Your objective: Copy out, without any change, the lines of the data from the line containing "I'd appreciate your help finding the black military" to the line containing "[325,313,375,408]", including both of those lines and no others.

Listed records:
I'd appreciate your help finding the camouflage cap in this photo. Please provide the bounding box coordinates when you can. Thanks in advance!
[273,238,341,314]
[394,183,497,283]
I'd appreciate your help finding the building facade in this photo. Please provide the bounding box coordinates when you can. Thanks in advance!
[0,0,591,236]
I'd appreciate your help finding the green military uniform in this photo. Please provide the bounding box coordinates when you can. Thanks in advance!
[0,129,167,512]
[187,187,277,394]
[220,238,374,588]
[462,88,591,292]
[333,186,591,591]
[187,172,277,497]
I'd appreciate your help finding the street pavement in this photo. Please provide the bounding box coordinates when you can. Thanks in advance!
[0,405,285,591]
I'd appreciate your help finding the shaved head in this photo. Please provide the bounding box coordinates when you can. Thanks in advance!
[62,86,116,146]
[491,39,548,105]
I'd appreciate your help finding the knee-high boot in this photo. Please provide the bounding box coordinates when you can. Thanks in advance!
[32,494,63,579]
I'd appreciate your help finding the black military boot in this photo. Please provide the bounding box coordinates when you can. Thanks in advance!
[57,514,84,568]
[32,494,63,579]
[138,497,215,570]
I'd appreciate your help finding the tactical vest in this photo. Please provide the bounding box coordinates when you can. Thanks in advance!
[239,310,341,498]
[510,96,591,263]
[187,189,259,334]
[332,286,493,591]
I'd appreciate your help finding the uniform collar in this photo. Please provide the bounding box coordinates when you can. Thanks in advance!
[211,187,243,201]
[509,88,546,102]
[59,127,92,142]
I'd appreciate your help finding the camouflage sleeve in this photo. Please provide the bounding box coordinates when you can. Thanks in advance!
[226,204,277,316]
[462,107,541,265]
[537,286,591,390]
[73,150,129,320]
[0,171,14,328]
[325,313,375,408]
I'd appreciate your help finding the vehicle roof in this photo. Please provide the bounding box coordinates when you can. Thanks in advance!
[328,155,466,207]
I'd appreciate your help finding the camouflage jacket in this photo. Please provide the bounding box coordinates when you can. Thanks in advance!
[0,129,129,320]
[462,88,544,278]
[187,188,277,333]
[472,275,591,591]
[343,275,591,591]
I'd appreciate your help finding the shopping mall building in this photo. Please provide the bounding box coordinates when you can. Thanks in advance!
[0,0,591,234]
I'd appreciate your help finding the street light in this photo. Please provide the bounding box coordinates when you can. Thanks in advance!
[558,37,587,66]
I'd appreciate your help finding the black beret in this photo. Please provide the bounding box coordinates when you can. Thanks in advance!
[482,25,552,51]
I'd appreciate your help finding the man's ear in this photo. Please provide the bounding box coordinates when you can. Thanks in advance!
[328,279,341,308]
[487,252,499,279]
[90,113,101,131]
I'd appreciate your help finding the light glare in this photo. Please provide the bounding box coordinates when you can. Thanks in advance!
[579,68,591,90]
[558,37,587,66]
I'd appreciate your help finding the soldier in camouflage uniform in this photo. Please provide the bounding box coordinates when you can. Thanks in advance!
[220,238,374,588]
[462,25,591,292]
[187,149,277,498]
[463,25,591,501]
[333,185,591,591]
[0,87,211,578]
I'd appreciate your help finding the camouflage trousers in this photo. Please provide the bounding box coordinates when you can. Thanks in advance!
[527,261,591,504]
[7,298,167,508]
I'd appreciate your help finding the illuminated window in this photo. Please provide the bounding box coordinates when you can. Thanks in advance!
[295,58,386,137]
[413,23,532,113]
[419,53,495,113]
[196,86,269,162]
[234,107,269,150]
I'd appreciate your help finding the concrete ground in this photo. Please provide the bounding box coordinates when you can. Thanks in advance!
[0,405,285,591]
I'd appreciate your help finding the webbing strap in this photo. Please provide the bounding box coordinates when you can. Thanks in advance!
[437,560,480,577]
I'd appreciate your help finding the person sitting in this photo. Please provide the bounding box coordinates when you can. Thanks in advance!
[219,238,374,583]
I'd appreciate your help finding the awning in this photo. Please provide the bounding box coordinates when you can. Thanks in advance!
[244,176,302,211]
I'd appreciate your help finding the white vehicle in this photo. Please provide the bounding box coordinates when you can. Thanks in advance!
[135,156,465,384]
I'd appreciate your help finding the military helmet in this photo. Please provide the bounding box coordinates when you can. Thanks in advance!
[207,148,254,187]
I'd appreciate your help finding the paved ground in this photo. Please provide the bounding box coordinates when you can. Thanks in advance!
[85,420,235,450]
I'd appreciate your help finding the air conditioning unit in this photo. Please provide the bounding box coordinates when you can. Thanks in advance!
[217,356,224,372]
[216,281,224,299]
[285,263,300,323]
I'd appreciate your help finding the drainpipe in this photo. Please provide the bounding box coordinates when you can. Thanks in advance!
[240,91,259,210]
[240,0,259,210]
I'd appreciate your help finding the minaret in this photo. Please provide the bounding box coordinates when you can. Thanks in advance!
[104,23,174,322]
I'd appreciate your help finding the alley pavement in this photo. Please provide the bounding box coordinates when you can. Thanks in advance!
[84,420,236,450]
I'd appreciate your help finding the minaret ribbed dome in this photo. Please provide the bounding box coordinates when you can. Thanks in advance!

Reply:
I'd appreciate your help finding the black military boot in this photo. Please provide the bounding box coordinates when you can. Thanks in advance!
[57,514,84,568]
[32,494,63,579]
[138,497,215,570]
I'd appreciate your help finding the tactical vest in this photo. Please provide the bounding box coordinates when you can. Thanks in advance!
[239,310,341,498]
[510,96,591,263]
[187,189,259,334]
[332,286,493,591]
I'd appreciate your help finding the uniform collar in this photo. Please provide the bounding box coordinates when you can. Thanks in advance!
[211,187,243,201]
[509,88,546,102]
[59,127,92,142]
I'd appreciate your help finding the camouflage sleeve in this photo. Please provide the bounding box coordinates when you can. Thanks in advance!
[226,204,277,316]
[462,107,541,265]
[537,286,591,390]
[73,150,129,320]
[0,171,14,328]
[325,313,375,408]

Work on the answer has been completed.